Prompt: The output should consist solely of the line containing "Reviewer note. Check that every instance of the distant red" and the lines that follow it through the end of the data below.

* Start Input records *

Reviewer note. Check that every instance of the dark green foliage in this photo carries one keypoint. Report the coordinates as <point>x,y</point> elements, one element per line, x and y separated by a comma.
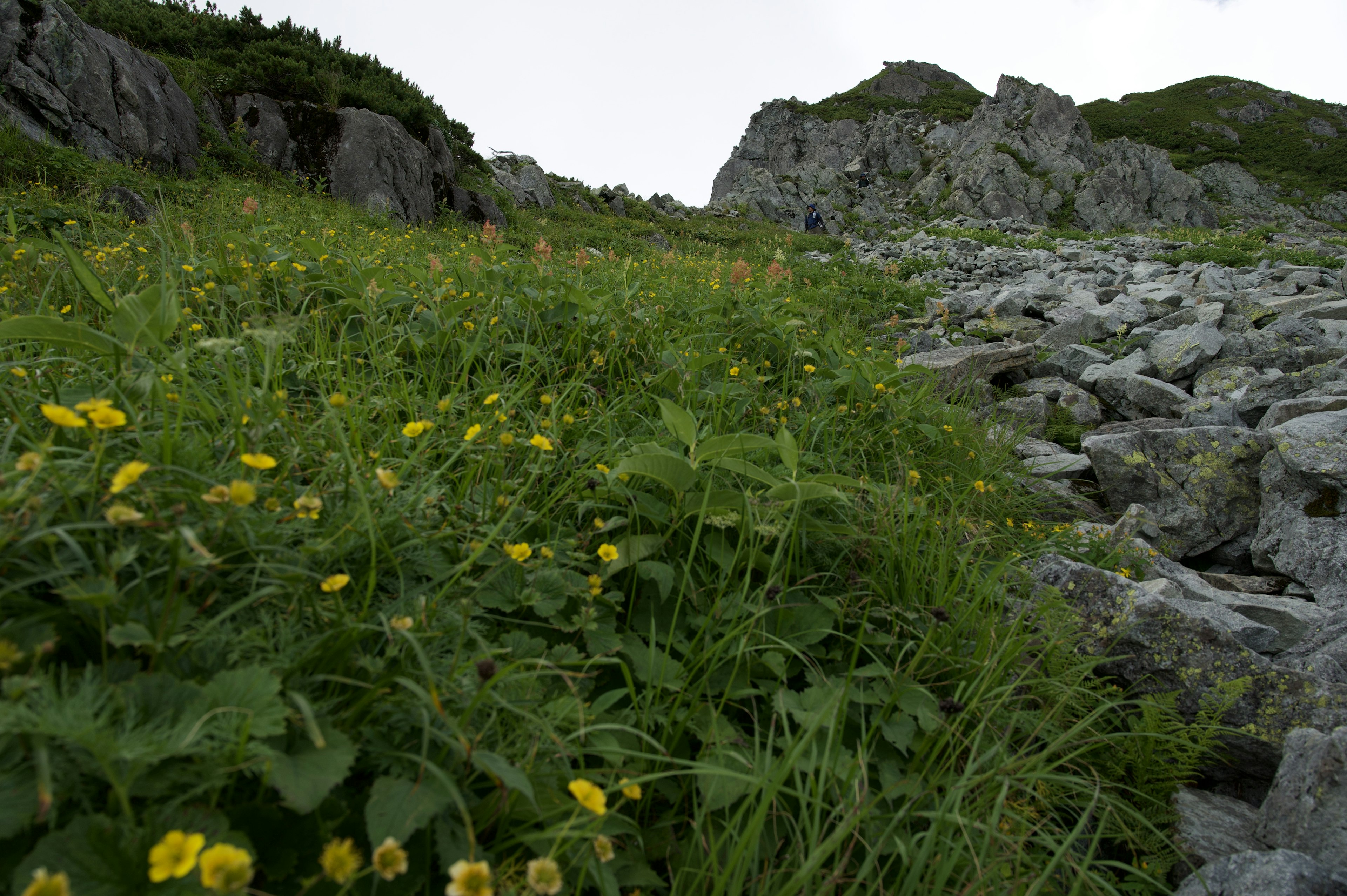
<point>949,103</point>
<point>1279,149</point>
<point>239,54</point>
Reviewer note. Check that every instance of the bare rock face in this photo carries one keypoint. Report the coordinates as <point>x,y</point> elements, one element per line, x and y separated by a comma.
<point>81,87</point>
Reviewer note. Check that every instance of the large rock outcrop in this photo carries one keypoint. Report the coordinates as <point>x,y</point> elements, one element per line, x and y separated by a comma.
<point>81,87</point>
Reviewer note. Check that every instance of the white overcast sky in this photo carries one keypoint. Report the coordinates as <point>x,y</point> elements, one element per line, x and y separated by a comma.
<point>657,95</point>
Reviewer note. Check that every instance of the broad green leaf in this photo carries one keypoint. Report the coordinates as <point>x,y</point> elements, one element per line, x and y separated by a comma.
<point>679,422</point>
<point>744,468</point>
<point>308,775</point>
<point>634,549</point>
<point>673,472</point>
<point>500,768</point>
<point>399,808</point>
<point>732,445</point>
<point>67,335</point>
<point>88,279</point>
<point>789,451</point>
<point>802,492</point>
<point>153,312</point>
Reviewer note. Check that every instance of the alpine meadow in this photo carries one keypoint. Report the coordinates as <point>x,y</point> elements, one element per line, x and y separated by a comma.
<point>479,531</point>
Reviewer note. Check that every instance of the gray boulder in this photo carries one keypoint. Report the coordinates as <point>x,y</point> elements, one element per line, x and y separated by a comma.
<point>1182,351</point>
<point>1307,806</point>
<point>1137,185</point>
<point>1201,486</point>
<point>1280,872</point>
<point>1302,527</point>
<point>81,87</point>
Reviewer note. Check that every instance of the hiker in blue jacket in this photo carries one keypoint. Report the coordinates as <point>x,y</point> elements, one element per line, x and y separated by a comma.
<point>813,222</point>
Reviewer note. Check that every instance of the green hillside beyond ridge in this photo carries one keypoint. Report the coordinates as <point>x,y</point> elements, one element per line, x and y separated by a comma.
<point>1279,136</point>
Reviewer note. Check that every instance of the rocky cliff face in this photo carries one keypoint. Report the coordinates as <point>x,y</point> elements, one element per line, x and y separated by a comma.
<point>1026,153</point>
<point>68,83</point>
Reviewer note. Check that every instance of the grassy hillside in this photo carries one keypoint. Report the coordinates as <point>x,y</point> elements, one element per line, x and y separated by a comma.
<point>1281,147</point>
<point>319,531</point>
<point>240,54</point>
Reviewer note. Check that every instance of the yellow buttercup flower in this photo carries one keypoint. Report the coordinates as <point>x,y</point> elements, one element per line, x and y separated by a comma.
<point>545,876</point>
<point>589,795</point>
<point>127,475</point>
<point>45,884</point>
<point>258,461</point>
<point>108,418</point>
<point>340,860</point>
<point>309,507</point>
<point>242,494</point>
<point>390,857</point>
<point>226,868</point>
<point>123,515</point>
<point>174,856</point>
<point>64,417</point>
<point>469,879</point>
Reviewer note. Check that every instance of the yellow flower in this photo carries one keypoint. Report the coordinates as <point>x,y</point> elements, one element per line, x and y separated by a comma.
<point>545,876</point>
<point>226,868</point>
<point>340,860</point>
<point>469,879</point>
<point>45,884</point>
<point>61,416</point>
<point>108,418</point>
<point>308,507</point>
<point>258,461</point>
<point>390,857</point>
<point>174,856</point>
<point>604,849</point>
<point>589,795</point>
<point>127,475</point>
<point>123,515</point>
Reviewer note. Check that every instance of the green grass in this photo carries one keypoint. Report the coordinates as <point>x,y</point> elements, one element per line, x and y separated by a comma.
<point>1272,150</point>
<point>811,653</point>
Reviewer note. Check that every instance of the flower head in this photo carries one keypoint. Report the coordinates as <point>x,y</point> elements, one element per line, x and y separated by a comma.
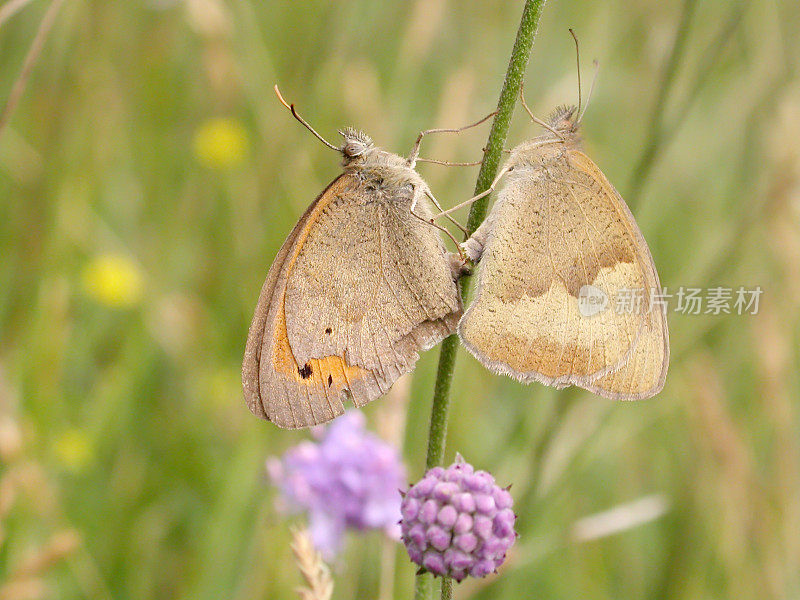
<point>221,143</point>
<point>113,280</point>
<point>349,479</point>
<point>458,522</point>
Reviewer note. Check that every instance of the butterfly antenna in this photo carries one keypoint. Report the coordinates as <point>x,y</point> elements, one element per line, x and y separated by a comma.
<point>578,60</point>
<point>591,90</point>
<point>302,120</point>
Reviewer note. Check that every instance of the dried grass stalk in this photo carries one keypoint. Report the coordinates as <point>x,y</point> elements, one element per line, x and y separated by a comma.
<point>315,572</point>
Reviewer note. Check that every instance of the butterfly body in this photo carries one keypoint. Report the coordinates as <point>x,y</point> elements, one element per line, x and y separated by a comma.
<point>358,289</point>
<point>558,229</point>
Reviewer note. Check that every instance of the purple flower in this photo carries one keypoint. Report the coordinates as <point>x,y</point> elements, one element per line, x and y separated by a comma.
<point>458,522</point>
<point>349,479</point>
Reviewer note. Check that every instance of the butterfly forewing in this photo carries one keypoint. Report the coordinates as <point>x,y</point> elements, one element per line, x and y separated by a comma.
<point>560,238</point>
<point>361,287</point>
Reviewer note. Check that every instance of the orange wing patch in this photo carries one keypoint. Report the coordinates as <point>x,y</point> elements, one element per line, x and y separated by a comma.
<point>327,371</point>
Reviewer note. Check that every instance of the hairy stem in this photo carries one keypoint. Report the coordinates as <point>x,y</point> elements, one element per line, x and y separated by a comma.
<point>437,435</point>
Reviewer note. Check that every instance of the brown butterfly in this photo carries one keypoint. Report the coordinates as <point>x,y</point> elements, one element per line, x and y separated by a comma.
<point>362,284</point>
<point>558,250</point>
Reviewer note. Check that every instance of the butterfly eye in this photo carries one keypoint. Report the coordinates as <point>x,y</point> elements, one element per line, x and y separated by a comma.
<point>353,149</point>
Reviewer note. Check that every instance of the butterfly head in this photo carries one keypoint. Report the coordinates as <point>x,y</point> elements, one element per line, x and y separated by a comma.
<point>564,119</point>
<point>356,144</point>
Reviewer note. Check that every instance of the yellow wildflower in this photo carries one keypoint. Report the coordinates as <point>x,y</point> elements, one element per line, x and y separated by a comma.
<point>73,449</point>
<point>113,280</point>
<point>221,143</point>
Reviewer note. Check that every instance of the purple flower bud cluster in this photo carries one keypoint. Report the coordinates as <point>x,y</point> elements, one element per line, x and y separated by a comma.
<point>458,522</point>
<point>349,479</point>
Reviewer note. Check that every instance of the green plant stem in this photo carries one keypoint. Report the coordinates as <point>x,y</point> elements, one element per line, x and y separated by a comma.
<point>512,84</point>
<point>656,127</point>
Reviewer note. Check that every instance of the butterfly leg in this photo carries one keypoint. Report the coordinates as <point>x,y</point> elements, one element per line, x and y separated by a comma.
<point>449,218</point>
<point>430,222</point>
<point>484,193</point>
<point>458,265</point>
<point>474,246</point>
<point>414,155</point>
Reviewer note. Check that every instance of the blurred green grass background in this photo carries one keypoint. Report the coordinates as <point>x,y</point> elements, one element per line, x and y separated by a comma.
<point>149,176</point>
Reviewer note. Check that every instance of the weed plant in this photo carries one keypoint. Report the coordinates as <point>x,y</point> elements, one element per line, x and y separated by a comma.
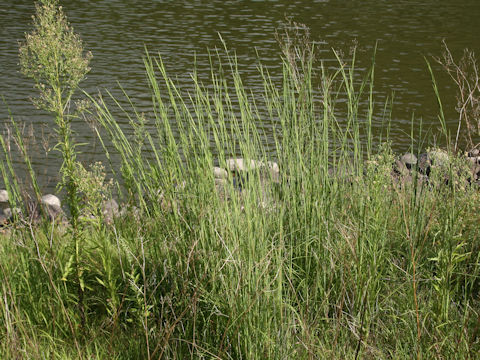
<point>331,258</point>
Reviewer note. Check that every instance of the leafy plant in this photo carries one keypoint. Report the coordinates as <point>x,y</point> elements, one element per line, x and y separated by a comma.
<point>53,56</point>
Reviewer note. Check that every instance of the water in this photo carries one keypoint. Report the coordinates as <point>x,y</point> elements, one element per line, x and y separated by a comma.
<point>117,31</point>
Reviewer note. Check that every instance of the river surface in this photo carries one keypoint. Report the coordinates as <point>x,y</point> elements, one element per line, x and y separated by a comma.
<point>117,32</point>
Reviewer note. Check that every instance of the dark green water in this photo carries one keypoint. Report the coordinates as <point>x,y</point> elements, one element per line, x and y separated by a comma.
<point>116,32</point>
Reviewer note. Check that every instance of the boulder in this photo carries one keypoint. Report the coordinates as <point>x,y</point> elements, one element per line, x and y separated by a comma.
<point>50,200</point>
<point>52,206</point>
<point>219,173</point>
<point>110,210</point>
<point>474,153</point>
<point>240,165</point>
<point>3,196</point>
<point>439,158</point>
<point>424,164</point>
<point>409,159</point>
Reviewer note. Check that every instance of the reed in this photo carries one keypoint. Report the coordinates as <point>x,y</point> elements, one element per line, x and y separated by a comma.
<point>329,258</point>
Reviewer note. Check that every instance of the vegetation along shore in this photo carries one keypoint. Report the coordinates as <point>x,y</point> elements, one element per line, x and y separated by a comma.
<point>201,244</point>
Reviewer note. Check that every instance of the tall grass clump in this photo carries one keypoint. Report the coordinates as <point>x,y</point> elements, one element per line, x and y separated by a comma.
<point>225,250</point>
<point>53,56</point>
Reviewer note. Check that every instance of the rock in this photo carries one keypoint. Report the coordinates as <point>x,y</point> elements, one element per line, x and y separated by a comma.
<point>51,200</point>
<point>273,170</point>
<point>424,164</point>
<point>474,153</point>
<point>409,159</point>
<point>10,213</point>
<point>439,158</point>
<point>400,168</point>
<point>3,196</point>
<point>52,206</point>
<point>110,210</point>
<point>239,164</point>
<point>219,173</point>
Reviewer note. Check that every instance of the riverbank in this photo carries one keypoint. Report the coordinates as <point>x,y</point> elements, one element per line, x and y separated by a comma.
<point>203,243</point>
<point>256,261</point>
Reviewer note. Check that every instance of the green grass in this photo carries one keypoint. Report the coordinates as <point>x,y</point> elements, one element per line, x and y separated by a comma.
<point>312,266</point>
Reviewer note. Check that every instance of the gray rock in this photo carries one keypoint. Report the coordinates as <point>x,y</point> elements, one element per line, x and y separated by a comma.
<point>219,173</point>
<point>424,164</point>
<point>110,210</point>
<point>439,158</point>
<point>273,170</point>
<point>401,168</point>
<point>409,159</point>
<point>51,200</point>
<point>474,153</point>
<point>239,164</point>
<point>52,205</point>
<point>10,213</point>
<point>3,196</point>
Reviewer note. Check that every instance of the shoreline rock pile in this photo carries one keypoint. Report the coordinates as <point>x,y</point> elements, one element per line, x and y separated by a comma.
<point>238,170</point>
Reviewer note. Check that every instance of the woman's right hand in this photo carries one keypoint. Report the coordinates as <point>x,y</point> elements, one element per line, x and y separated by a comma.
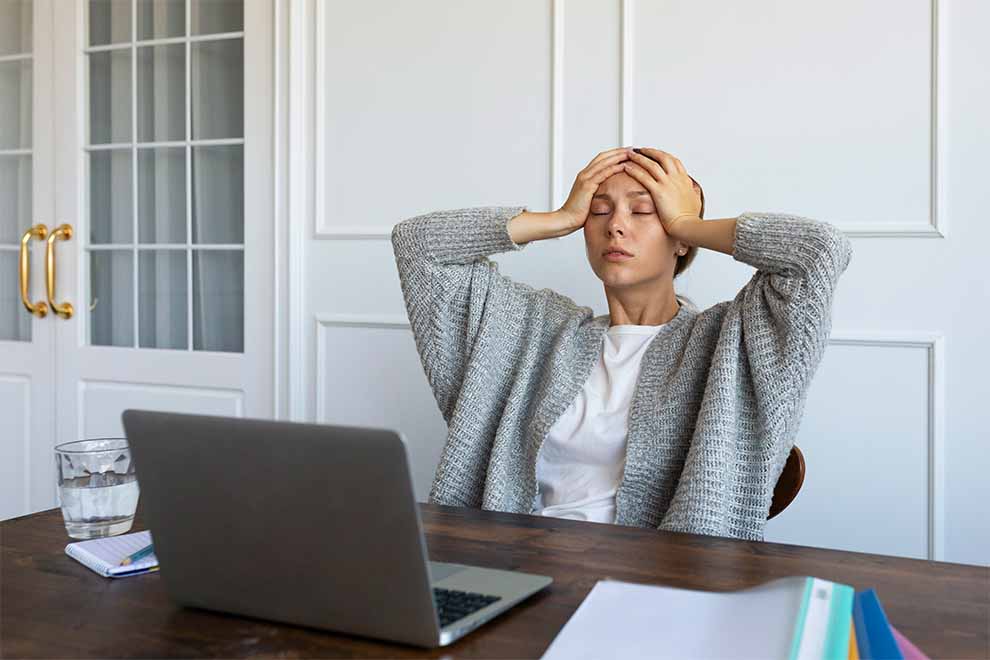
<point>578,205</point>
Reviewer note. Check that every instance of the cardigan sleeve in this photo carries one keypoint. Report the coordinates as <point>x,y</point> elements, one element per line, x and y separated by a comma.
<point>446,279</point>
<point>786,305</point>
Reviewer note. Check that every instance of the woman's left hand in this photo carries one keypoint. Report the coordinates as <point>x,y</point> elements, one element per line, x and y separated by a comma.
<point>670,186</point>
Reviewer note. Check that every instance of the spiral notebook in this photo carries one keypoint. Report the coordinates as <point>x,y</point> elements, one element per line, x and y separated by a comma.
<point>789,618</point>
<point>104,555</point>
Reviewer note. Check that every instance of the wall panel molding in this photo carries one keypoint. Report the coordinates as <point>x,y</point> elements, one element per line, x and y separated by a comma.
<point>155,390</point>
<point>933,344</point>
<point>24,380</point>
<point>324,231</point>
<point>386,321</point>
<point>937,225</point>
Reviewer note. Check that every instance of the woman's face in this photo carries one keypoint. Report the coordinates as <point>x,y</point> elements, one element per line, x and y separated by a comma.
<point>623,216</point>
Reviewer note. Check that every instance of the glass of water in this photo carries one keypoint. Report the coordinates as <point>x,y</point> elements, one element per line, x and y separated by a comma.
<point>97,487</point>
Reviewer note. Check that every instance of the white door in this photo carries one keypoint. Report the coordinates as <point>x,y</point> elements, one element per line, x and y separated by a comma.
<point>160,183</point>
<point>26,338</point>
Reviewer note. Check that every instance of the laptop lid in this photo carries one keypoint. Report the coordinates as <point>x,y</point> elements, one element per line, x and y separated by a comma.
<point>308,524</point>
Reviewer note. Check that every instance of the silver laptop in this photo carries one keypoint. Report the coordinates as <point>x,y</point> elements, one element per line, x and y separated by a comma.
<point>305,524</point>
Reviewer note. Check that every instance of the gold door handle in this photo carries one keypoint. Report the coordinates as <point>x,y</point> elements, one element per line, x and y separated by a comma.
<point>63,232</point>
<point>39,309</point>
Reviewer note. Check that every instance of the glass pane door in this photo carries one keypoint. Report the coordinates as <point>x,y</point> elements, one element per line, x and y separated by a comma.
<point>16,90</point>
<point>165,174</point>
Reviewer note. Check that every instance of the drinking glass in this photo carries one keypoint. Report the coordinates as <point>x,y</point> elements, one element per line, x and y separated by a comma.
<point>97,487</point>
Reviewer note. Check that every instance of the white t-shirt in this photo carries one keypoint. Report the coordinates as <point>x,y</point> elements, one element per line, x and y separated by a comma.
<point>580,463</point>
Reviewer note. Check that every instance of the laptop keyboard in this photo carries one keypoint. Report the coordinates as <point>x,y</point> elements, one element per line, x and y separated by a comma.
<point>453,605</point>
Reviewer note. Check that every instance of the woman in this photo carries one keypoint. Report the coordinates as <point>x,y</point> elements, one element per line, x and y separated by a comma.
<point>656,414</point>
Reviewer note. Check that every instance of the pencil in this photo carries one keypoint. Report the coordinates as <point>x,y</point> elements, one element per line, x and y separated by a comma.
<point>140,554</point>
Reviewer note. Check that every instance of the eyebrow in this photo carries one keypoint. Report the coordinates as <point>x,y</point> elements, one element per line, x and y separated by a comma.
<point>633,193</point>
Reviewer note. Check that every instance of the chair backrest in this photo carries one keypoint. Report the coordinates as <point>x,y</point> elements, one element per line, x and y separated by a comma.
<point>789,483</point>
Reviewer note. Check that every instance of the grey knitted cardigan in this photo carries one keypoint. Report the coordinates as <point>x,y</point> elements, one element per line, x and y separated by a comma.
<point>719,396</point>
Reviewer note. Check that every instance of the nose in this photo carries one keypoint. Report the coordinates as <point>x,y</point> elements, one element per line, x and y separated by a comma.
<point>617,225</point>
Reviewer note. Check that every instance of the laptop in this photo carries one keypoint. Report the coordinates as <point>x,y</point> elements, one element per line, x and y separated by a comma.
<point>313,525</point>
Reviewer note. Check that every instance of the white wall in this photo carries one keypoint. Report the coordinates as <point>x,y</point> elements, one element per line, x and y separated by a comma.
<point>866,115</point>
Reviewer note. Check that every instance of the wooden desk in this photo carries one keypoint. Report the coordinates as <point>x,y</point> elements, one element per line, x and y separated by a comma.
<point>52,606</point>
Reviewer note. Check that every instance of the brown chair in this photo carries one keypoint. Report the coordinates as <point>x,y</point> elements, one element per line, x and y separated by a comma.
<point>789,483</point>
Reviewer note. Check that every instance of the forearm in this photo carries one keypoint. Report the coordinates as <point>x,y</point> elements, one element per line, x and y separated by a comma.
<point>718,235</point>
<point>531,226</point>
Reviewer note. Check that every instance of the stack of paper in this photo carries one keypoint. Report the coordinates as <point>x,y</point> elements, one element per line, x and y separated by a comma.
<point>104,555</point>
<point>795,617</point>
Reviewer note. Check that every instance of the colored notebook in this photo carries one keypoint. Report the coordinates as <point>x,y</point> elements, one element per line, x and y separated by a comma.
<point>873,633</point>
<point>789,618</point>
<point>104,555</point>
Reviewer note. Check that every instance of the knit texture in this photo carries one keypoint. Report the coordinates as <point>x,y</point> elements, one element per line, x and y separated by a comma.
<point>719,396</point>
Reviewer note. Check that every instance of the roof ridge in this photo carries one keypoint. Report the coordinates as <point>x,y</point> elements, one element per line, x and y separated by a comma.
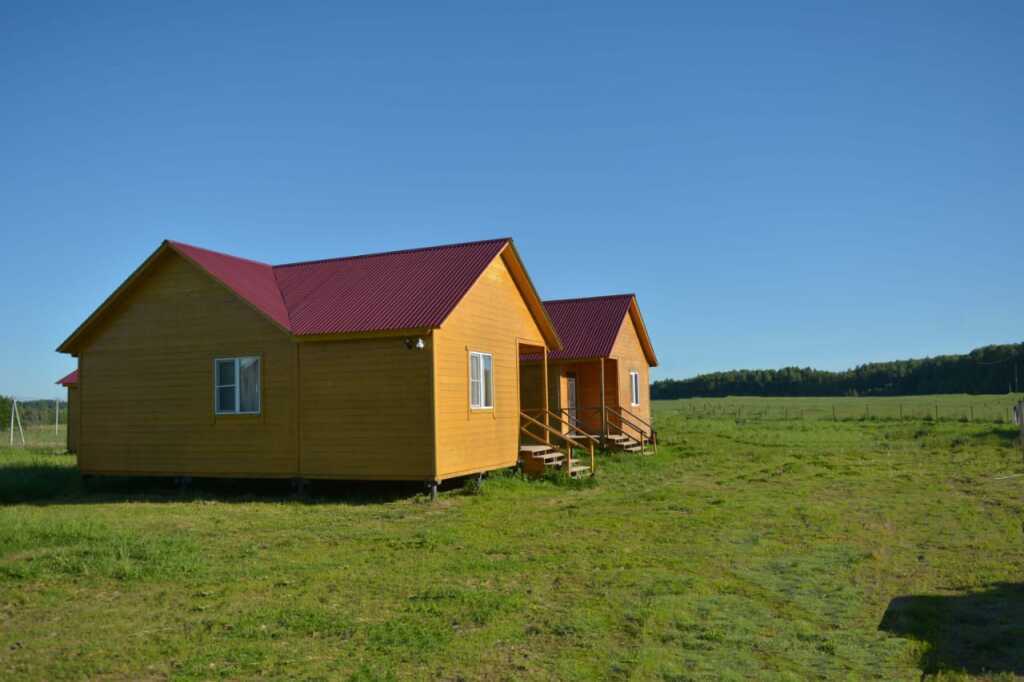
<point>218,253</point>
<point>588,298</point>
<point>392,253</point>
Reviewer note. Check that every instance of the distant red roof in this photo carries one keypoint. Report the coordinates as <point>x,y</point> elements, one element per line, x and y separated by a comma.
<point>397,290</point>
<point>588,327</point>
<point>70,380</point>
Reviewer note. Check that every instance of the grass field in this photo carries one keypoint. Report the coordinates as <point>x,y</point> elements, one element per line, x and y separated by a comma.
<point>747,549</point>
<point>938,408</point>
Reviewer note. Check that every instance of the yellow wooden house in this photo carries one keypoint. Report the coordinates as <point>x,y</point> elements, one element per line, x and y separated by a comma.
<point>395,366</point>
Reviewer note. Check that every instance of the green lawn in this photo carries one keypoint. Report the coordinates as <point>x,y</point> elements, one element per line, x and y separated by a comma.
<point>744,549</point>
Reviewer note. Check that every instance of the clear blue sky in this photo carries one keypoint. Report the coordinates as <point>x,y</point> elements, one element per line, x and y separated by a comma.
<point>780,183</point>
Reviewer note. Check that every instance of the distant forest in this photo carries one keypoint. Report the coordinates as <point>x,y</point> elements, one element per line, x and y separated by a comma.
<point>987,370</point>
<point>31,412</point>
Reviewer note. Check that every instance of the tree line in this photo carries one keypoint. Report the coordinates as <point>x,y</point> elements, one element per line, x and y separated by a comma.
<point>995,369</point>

* End Input records *

Solution:
Reviewer note. Check that every instance of the distant red roof in this photo carries one keypoint. Report the coordinates as <point>x,y</point> elements, one element per line, x and y separated by a comma.
<point>397,290</point>
<point>588,327</point>
<point>70,380</point>
Reviewer note. Check that every instance of the grass field in this photo carries one keypoint. Report the coordinates as <point>x,y</point> elements, one element per line, x and y separated by a comma.
<point>747,549</point>
<point>938,408</point>
Reviewer note. Check that every instance of the yellow wooden house in this photo carries one keypoint. Report the coordinates as <point>x,y</point> elements, one element per line, x and y separated by a comma.
<point>395,366</point>
Reviewer note. Check that every instance of the green lawn in this photo carries one keypoint. Report the coordinates as <point>x,y</point> elements, one element per line, x and y separated by a comma.
<point>744,549</point>
Reviewer note. Check that every instance of the clear blue sky in this photo carries one keypoint. Report the coordinates as <point>x,y</point> elements, one element per line, x and y separated by a comma.
<point>780,183</point>
Reviewer note. Check that every instance of the distant forest in this photo carries one keypoint. Report the coordinates as <point>x,y</point> elements, one element per line, x and y separated by a comma.
<point>987,370</point>
<point>31,412</point>
Reviewer note. Check that every instance of the tree line in this photo carries one keypoint. Report the coordinates as <point>x,y</point> elements, one element per line, x and y separated by a comma.
<point>995,369</point>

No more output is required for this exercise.